[[ DATA FOR PROCESSING open ]]

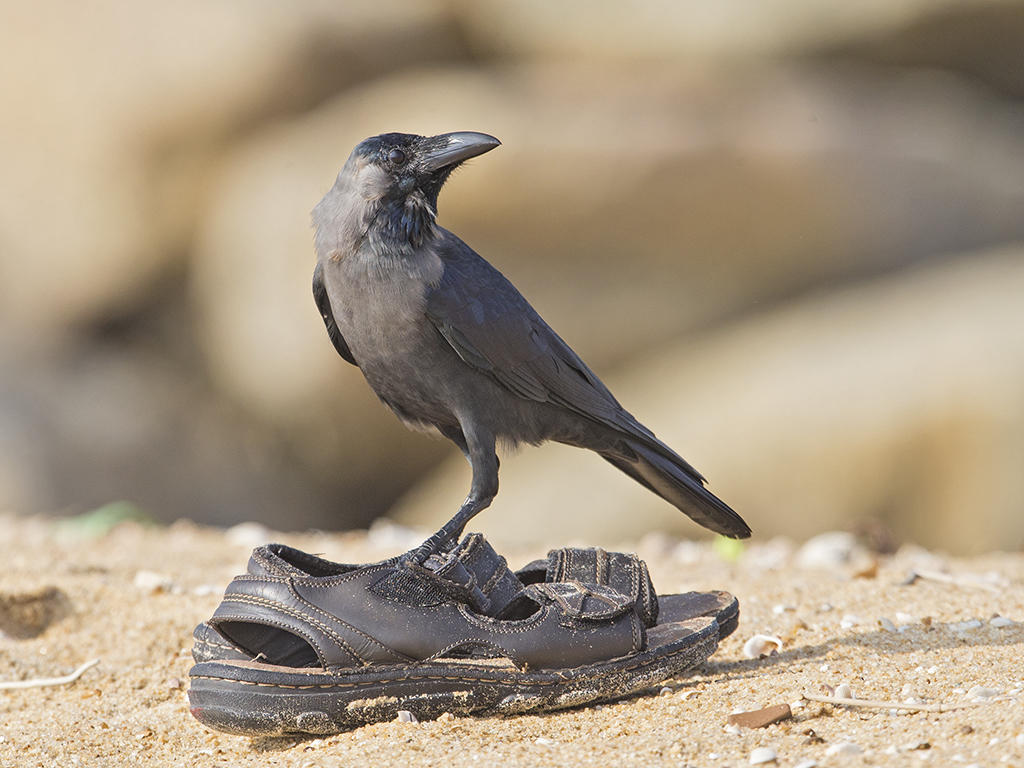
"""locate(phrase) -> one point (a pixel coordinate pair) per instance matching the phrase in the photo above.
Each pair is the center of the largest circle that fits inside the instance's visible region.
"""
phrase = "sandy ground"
(131, 596)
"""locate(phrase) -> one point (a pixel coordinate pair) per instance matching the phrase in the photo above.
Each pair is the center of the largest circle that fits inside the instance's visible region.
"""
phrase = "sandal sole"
(257, 699)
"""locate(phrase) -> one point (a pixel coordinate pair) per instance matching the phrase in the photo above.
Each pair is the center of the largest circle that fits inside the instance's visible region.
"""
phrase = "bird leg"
(479, 450)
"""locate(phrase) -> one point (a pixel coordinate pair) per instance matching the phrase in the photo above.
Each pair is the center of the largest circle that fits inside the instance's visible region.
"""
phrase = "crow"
(448, 342)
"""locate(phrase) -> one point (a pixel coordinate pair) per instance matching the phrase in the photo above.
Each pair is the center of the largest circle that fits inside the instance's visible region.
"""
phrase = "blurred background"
(788, 235)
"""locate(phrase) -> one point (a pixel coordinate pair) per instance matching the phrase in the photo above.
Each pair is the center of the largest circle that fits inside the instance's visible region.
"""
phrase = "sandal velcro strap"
(582, 601)
(624, 572)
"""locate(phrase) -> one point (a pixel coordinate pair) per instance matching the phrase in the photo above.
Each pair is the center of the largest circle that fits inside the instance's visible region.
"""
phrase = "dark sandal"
(332, 646)
(624, 572)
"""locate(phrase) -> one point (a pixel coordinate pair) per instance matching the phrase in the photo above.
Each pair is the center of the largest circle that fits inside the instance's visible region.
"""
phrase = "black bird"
(445, 341)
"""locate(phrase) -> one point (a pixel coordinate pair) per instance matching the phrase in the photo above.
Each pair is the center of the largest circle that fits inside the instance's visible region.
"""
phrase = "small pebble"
(845, 748)
(763, 755)
(761, 718)
(762, 645)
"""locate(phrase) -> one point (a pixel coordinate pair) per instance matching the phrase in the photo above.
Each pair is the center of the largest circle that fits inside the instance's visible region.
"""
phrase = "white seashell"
(763, 755)
(980, 692)
(845, 748)
(827, 551)
(762, 645)
(150, 581)
(971, 624)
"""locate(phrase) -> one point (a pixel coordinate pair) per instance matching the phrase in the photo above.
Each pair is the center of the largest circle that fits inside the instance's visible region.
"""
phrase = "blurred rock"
(898, 398)
(980, 40)
(26, 614)
(115, 113)
(724, 30)
(113, 421)
(628, 207)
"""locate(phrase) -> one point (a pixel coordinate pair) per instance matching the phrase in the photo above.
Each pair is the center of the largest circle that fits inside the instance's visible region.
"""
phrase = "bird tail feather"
(672, 478)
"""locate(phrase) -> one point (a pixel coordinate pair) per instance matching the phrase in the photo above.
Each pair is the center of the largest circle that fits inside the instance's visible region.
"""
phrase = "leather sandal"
(623, 571)
(330, 646)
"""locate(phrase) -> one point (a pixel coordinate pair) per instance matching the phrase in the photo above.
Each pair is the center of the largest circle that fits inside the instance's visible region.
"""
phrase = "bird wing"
(324, 305)
(494, 329)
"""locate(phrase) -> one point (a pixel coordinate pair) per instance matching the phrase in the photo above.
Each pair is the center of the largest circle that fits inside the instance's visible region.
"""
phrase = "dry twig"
(42, 682)
(870, 704)
(938, 576)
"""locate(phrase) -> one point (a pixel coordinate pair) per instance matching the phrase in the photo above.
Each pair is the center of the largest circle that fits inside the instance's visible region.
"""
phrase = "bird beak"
(452, 148)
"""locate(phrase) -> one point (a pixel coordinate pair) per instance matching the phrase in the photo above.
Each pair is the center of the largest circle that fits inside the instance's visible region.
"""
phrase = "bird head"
(390, 183)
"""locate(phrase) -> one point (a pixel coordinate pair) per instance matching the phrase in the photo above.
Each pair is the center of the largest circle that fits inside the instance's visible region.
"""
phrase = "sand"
(132, 595)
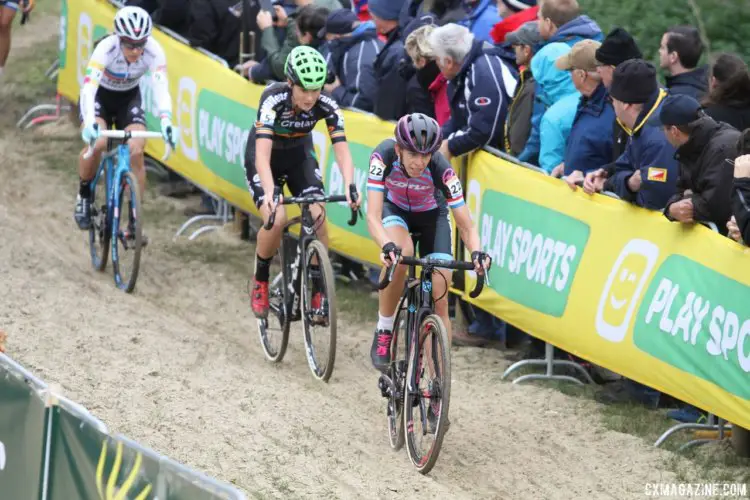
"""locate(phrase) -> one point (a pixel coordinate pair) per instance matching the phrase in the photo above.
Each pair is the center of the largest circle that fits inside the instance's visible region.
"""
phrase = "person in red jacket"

[[ DATA FOR PROCESSING closed ]]

→ YOUR GOAL
Extract all the data above exactly, excluding every picture.

→ COMPLETED TASK
"""locate(phrase) -> one point (a pixel coordinate pair) per instance matching the phrase in the photo above.
Each pair is the center of the largest circle that fits inside the instance's visible region.
"""
phrase = "sandy ground"
(131, 596)
"""locate(phrase) -> one point (a pixel coordinate pair) per instance matching the phrase in the photo above.
Each pair is the center of the largest circle that fits inside the instance's visible region.
"""
phrase = "sandal sole"
(257, 699)
"""locate(phrase) -> one point (a pixel coordinate pair) per instance matching the phrase in the photo above.
Each pair is the center of the largest circle that fits inside the instance's visible region.
"""
phrase = "bird leg"
(479, 450)
"""locate(phrase) -> one point (a pixel coordinate pair) per instance matching the phrase in the photo above.
Each pair is the center of the largest circle that fits inside the instance's visible region.
"""
phrase = "crow"
(448, 342)
"""locate(phrase) -> one point (a pixel coordinate pair) per instance matching the phrase in the photo above.
Each pair is the center of the largest circle that fits inside the instance's visible region.
"""
phrase = "blurred background"
(788, 235)
"""locate(phrase) -> one point (a pixel coordinate pair) per instance matching the phrase in the photo above.
Each pair is the center of the largest circle that fits inside the instance's visible region.
"""
phrase = "sandal velcro strap"
(582, 601)
(624, 572)
"""locate(phrase) -> one point (a pixel coordinate pair) per instance matching the phrase in the photo above.
Each pair is the center of the largest circle that fits inside the instance's visible region.
"""
phrase = "dark sandal"
(332, 646)
(624, 572)
"""locate(phrase) -> one point (a pixel coordinate pair) per instance matching the phrase in the photo above.
Each pair is the center of the largest circle that fits inside the instance's visible region.
"""
phrase = "black bird"
(445, 341)
"""locate(phrase) -> one point (a pixel coordinate pair) per instance matching the phrase in the photo above.
Each pair is the center of the largest circle that fits inside the instance's visible region.
"""
phrase = "small pebble"
(845, 748)
(763, 755)
(761, 718)
(762, 645)
"""locate(phrase) -> one point (a pixel coordinate pair) per instance matching the phrase in the photo above.
Each pair is the center of the largest circle that fits inside the instance's visible region.
"""
phrase = "white seashell"
(763, 755)
(980, 692)
(845, 748)
(827, 551)
(762, 645)
(150, 581)
(971, 624)
"""locate(phrase) -> one point (a pixel coordinate pair) per instance matching the phrase in the photo above.
Each pair is the center of the largest circle that fits inside the instance's visible region.
"""
phrase = "blurred rock"
(898, 398)
(980, 40)
(26, 614)
(115, 113)
(724, 30)
(113, 421)
(628, 207)
"""locate(phrase) -> one point (a pixel coordinate pair) per instance matching the phrase in the photo above.
Each pair is the center of the largest circle that fits inside the instance's visible region.
"""
phrase = "bird tail feather"
(672, 478)
"""locate(phrase) -> one point (a pixel coordinate pair) per instance matching the phrase in the photo above.
Each pair is the center of the largest circle that fits inside the instance's visible region.
"""
phrase = "leather sandal"
(623, 571)
(330, 646)
"""locate(phrase) -> one point (a pixel coordinate pair) per instance matching the phrase in the photo above.
Each pair is the center of the largest circle that fits inside the instance's visible region.
"""
phrase = "bird wing"
(324, 305)
(494, 329)
"""locate(phrase) -> one point (a pixel coordinate pair) per instance matching the phrase in the photo above.
Each pair is the center of the largest circle that fits inside the instance's visible region.
"""
phrase = "dry twig"
(42, 682)
(870, 704)
(938, 576)
"""locate(phrase) -> one point (a pixel coordinate pair) per instance matching the phrase in the photo above.
Each pair is the center of the largest circle that fits inside the instance's visible region.
"""
phrase = "bird beak"
(452, 148)
"""locate(phrase) -> one point (a pixel coordinate pair) per instance matching the phrase in the photo above.
Each pair is the center of the largest circle that fits inside the instance's visible region.
"""
phrase = "bird head"
(390, 183)
"""locate(phrase) -> one point (a pixel coordinate pair) per instance matching the phrase in the photo above.
Each pair is the center of the largest circle that fits inside the instance's visible region.
"""
phrase = "sand"
(132, 595)
"""locate(phrase) -> one point (a pixel coordinate pair) per instance matching the phrase in the photo above.
Each pair is the center of the largest circle that fits inside the instance's visible region.
"""
phrase = "person in red jacket"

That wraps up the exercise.